What is asked: Repeat exactly the lines from the one containing "In this picture, where can the light" through the last line of the records below, both included, and nothing else.

*** Working data ***

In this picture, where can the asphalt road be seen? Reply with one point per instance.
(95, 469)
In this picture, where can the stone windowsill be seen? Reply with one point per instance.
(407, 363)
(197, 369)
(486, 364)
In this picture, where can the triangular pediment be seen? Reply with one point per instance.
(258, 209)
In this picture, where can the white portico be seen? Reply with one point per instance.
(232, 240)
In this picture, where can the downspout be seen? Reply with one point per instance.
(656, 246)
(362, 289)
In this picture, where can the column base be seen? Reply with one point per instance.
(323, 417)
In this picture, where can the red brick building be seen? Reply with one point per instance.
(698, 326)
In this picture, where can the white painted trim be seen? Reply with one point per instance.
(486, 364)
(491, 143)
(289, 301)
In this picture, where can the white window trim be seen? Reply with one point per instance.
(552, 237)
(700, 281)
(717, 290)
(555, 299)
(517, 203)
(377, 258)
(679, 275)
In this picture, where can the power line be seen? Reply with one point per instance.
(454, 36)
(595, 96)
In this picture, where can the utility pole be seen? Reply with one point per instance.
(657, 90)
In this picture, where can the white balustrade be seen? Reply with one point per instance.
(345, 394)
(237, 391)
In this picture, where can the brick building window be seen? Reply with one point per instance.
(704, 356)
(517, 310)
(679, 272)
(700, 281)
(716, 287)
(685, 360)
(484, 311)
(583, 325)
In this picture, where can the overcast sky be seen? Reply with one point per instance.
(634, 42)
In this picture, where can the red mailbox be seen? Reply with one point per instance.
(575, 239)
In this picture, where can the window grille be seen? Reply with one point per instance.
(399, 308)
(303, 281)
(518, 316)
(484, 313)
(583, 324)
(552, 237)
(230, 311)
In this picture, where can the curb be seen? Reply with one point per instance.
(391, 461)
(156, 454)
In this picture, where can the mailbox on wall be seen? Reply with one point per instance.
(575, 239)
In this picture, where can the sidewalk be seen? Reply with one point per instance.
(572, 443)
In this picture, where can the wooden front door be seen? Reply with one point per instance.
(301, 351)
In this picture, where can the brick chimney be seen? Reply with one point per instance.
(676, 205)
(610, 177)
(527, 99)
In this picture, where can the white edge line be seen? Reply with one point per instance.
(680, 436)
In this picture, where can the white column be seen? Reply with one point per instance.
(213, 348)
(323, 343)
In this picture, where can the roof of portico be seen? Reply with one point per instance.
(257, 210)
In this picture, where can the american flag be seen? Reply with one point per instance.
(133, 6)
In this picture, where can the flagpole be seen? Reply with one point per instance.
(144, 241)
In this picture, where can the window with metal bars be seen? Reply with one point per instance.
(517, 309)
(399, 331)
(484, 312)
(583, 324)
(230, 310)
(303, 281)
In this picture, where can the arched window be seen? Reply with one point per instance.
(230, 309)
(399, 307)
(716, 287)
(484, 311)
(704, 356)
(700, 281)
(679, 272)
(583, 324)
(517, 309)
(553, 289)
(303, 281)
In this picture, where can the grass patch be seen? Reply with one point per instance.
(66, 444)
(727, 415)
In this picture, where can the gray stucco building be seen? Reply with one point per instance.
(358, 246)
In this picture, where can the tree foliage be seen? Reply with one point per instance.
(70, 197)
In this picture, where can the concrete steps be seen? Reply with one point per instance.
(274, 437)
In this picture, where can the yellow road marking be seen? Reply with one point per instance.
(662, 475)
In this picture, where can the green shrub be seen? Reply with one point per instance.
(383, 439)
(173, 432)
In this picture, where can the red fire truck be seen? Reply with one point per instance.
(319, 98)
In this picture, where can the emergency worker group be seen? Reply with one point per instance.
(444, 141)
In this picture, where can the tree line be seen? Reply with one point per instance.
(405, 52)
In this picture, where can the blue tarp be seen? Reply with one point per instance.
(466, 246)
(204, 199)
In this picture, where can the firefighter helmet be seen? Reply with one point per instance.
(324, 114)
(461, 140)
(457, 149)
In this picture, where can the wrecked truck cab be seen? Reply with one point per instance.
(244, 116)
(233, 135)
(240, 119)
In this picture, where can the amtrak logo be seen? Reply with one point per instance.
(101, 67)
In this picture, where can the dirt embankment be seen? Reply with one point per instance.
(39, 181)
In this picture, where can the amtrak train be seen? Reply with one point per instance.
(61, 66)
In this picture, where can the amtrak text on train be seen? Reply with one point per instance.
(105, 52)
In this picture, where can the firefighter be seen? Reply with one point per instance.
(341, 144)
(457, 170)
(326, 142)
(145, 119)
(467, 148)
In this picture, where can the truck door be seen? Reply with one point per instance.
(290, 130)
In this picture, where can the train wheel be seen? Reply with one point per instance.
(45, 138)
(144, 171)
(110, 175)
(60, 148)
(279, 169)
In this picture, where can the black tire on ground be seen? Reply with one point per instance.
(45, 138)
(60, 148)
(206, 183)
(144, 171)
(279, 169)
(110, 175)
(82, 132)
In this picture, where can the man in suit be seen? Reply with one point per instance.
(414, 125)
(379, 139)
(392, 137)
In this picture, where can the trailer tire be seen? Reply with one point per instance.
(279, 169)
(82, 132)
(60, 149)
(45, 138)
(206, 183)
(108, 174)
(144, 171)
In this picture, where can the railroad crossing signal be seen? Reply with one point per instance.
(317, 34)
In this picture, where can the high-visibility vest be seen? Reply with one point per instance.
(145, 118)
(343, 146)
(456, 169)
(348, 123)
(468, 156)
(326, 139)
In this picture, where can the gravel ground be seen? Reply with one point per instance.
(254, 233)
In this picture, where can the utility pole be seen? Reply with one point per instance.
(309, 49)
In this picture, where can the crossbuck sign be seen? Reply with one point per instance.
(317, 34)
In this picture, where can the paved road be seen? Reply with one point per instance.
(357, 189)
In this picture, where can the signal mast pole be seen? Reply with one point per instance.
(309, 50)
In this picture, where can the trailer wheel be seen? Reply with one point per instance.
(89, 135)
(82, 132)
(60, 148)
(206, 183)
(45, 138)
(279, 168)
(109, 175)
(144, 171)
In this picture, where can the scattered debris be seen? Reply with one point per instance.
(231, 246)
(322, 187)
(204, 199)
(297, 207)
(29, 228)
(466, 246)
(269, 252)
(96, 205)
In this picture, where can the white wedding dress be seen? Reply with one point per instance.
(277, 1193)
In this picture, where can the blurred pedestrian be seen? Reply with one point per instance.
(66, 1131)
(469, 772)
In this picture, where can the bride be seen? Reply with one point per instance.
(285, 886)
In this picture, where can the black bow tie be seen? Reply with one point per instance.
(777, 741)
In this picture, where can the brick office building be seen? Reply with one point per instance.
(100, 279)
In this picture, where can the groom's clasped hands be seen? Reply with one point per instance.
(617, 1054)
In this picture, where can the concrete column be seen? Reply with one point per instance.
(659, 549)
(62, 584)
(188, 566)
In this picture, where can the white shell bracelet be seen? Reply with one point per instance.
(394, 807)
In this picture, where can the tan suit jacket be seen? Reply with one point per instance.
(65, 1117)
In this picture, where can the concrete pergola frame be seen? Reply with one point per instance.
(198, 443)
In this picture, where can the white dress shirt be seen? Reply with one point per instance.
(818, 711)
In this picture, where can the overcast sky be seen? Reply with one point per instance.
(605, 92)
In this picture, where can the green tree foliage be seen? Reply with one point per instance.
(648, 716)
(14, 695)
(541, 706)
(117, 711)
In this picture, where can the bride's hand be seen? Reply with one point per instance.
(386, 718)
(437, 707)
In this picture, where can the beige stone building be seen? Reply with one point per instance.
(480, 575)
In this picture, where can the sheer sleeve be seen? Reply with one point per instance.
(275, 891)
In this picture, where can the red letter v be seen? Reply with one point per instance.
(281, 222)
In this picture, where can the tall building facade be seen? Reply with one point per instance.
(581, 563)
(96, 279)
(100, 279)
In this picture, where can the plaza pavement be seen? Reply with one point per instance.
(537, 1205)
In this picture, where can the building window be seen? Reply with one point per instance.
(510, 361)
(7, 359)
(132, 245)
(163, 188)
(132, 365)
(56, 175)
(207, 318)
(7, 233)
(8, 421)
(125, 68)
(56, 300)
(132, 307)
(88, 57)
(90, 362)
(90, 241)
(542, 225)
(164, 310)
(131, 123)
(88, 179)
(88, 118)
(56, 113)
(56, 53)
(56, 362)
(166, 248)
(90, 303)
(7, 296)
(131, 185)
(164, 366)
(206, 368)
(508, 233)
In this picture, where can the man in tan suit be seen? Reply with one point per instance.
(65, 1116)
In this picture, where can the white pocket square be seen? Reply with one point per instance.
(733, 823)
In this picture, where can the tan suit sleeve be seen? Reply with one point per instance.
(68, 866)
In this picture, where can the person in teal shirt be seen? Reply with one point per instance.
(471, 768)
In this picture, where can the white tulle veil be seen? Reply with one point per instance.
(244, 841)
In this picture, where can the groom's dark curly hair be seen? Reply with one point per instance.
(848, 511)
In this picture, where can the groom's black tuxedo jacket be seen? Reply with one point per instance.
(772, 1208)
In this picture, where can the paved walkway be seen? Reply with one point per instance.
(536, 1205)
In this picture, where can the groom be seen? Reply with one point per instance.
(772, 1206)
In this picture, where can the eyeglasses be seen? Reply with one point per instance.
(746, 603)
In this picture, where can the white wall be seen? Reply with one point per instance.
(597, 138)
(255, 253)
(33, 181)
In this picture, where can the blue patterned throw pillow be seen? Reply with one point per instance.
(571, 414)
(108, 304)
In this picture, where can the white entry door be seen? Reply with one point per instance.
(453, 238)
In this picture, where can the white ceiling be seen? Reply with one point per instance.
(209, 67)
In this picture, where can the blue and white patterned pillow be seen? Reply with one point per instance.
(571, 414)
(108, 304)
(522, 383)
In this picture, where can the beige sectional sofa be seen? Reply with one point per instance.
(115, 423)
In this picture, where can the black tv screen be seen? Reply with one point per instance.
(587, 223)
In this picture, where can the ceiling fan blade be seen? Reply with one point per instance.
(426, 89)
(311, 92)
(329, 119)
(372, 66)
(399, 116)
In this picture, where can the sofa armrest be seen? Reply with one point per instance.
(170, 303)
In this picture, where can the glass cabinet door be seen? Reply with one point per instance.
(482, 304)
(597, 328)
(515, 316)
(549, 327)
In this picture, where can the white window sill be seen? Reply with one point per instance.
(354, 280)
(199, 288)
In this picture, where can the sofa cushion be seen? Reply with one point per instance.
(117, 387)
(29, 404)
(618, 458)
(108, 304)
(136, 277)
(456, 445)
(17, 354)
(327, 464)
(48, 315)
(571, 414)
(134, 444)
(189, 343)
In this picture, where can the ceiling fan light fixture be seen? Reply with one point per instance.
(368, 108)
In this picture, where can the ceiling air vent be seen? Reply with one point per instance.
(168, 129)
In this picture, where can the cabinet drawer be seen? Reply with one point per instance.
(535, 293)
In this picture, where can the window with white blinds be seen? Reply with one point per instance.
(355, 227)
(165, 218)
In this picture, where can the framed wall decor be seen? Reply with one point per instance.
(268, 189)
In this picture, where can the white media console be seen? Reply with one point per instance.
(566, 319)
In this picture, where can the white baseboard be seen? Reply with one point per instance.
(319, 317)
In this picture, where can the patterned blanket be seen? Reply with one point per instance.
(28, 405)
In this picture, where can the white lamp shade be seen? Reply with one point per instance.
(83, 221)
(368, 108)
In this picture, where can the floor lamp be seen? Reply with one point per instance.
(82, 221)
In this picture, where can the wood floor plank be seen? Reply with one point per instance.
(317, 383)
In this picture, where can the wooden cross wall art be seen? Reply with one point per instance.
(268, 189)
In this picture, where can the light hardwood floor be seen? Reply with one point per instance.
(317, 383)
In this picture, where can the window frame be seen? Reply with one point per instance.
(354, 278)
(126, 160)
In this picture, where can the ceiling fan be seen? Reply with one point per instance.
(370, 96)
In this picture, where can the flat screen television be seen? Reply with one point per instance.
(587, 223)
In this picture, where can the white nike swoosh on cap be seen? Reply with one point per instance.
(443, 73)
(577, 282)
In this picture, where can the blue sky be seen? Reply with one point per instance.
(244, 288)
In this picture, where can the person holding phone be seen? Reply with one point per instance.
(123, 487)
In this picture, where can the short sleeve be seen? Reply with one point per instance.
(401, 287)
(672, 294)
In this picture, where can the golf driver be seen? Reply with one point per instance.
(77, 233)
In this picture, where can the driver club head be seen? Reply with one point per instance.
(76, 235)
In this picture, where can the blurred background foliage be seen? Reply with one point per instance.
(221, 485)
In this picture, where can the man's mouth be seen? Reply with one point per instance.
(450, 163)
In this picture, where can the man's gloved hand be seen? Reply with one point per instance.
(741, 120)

***

The response:
In this picture, where can the light hardwood floor be seen? Reply with one point per instance.
(317, 383)
In this picture, where can the window frame be seen? Reply with one point per instance.
(354, 278)
(126, 160)
In this picture, where can the ceiling fan be seen? Reply with one point per instance.
(370, 96)
In this picture, where can the flat screen television be seen? Reply with one point per instance.
(587, 223)
In this picture, where can the white nike swoosh on cap be seen? Reply with one point per instance.
(443, 73)
(577, 282)
In this picture, where can the blue sky be seen? Reply with one point per instance.
(244, 288)
In this picture, where can the person holding phone be seen? Reply with one point per instance.
(123, 487)
In this picture, where can the short sleeve be seen? Reply with one point per instance.
(401, 287)
(672, 294)
In this picture, where can the golf driver be seen? Reply with one point per instance.
(77, 233)
In this picture, where can the driver club head be seen? Reply with one point per instance.
(76, 235)
In this picture, where can the blurred background foliage be seen? Reply with one point per instance.
(221, 485)
In this picture, where can the man's mouth be seen? Reply with one point per instance.
(450, 163)
In this picture, where can the man's gloved hand be seen? Reply with one point per instance.
(741, 120)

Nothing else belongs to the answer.